■ **What this task involves**:
Could you repeat, word for word, only the lines from the one containing "written like (66,287)." through the final line of the records below?

◇ ◇ ◇ ◇ ◇

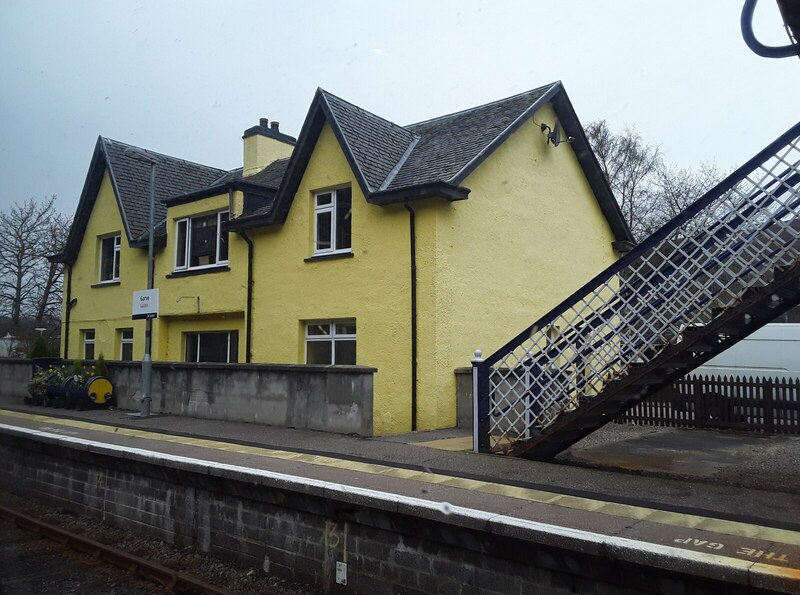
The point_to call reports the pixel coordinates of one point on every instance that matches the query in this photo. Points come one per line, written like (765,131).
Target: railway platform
(570,523)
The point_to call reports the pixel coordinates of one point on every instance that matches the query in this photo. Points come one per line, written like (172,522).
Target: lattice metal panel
(683,276)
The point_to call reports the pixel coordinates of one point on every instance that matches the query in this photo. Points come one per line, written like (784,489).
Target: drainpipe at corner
(412,225)
(248,321)
(68,309)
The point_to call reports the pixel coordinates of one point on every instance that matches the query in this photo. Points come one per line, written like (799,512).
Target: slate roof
(377,145)
(447,144)
(271,176)
(131,179)
(395,163)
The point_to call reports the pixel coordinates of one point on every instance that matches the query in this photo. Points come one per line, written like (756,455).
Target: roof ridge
(477,107)
(373,114)
(150,151)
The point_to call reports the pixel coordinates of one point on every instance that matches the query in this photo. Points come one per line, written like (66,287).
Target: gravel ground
(224,575)
(720,456)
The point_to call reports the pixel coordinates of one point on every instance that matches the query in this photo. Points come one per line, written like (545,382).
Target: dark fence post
(768,405)
(700,414)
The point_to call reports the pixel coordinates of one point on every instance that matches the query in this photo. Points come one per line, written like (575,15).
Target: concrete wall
(15,374)
(301,534)
(327,398)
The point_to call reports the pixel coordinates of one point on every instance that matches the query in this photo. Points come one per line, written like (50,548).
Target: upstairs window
(332,221)
(126,344)
(331,343)
(200,241)
(109,259)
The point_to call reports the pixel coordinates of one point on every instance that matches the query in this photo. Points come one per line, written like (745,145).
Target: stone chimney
(263,144)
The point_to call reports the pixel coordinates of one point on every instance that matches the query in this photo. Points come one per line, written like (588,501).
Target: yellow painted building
(404,248)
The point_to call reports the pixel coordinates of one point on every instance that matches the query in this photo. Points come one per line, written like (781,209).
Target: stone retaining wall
(328,398)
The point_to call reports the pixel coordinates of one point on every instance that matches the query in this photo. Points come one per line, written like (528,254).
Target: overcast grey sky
(186,78)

◇ ◇ ◇ ◇ ◇

■ **Response**:
The point_to call reports the pixel coordinates of one point on every instance that matches the query in this photo. Points come one per line, written like (66,287).
Target: gravel ground
(224,575)
(720,456)
The point_to call reports the pixel coordinates of one point on every instance that matches the query in this photo. Points come one per line, written like (545,382).
Target: dark fence post
(768,405)
(700,414)
The point_to call reports the pixel coordinates of one point on every instance that matches the query in this photo. Points come one per line, written like (575,15).
Target: concrete wall
(15,374)
(301,534)
(327,398)
The point_to call reports the pixel coordinates of one point on every instance that matches the query in this photo. Points come one per line, written like (50,548).
Target: upstairs window
(332,221)
(126,344)
(331,343)
(200,241)
(109,259)
The point_to call reports the pixel coordinates of one point on every instance that matches the query in this photo. Points come one per line, written like (745,145).
Target: stone chimney
(263,144)
The point_to call reports the pixel coordinates of one point on every instance that matches the query in this photo. Points come one per line, written like (588,501).
Target: yellow painted building
(404,248)
The point_to call reports the pixel coordinates of one point on every instance that matches the query in this photo. Points come one per line, written like (781,209).
Target: stone retaining wall
(328,398)
The point_to call reports the pixel coordinates of one point on every instance that matches the query in this photo. Points come one per line, written like (528,254).
Target: overcast grey sky
(186,78)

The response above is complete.